Um livro único e de grande ousadia estética. Estas são as características mais acentuadas de "Zero" (Global), obra de Ignácio de Loyola Brandão. Ao lê-la, me senti em uma música da Tropicália. Ou em um videoclipe da MTV. Ou mesmo no meio do filme "Birdman ou A Inesperada Virtude da Ignorância" (Birdman: 2015). Afinal, as coisas vão acontecendo sem uma lógica pré-definida neste livro. A história é contada por meio de fragmentos, textos desconexos e imagens atiradas diante dos nossos olhos. A narrativa é ao mesmo tempo caótica e engraçada.
Livro mais importante da carreira de Loyola Brandão, "Zero" é realmente inquietante e muitíssimo inovador. Não é à toa que foi eleito, em 2000, pelo jornal "O Globo" e pela revista "Manchete" como um dos cem melhores romances do século XX. Também não foi por acaso que a publicação foi censurada pelos militares aqui no Brasil na época em que foi produzida. As autoridades alegaram que a obra ia contra os bons costumes e à moral da sociedade. Editado inicialmente na Itália em 1975, "Zero" só chegaria às livrarias brasileiras de forma definitiva em 1979. Hoje, este livro é apontado com um dos clássicos da literatura nacional.
■ ■ ■ ■ ■
## Tarefa a realizar
Retome o texto sobre o romance "Zero", de Ignácio de Loyola Brandão, e dê continuidade a ele a partir da última frase apresentada.
■ ■ ■ ■ ■
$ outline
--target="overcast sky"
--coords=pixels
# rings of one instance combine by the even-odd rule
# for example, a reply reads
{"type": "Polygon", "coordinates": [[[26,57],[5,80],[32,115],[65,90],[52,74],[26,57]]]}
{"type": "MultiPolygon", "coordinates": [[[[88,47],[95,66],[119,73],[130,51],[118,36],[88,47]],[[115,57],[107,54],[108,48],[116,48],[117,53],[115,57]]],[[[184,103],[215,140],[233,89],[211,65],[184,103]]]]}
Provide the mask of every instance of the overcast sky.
■ ■ ■ ■ ■
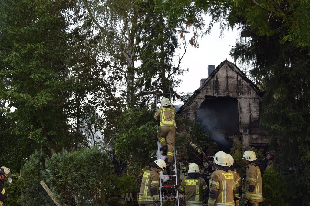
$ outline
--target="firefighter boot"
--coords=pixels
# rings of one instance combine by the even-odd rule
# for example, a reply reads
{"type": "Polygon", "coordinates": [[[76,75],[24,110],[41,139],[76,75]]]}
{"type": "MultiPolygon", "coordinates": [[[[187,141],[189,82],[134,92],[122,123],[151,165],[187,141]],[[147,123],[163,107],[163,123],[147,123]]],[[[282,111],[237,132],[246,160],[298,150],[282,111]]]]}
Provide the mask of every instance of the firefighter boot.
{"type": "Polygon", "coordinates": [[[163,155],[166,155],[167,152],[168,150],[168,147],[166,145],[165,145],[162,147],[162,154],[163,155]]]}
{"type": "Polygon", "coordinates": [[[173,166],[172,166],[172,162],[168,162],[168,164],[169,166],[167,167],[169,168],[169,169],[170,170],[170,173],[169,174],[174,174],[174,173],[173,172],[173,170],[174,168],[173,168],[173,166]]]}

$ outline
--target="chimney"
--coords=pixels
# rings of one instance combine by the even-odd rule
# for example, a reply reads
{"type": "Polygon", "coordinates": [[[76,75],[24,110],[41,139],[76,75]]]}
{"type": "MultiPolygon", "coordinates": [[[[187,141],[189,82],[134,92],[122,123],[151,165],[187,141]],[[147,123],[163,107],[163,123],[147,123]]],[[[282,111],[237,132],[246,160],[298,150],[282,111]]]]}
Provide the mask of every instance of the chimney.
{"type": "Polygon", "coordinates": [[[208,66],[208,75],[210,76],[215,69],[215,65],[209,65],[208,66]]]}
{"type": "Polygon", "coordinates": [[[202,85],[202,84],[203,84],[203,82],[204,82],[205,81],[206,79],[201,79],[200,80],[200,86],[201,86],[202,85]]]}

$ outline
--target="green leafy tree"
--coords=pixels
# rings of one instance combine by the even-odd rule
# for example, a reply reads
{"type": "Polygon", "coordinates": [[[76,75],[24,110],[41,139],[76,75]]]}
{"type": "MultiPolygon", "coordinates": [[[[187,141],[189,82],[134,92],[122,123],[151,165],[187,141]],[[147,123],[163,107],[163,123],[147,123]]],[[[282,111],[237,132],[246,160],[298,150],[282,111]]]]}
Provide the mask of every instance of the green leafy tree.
■ ■ ■ ■ ■
## Resposta da tarefa
"Zero" conta a história de amor e ódio entre o casal José e Rosa. Você se lembra daquela música do Leandro e Leonardo, "Entre Tapas e Beijos" (1989)? Pois bem: parece que ela foi escrita pensando nos protagonistas do livro (brincadeira!). Depois de se casarem, José e Rosa vivem praticando sexo e brigando. Ou seja, ora se amam, ora se espancam violentamente.
Enquanto conhecemos a vida do casal (em detalhes hilários e pitorescos), também somos apresentados a uma infinidade de episódios absurdos que acontecem pela cidade onde eles moram (São Paulo). Há o circo cheio de aberrações. Há a burocracia infernal: uma simples consulta ao médico de um hospital público, por exemplo, pode se transformar em uma maratona para o paciente. A polícia e os militares também são intransigentes, buscando comunistas em todos os lugares e desconfiando de qualquer um.
A violência, o pessimismo, a sátira, o grotesco e a desconexão estética e conceitual dão o tom neste livro. Como pano de fundo, temos a repressão (da Ditadura Militar) e o desejo de liberdade (política e de expressão), temas que seriam novamente abordados por Loyola Brandão em uma obra futura: "Não Verás País Nenhum" (Global), na década seguinte. Segundo Antônio Candido, um dos principais críticos literários do país, "Zero" é uma obra de um "realismo feroz".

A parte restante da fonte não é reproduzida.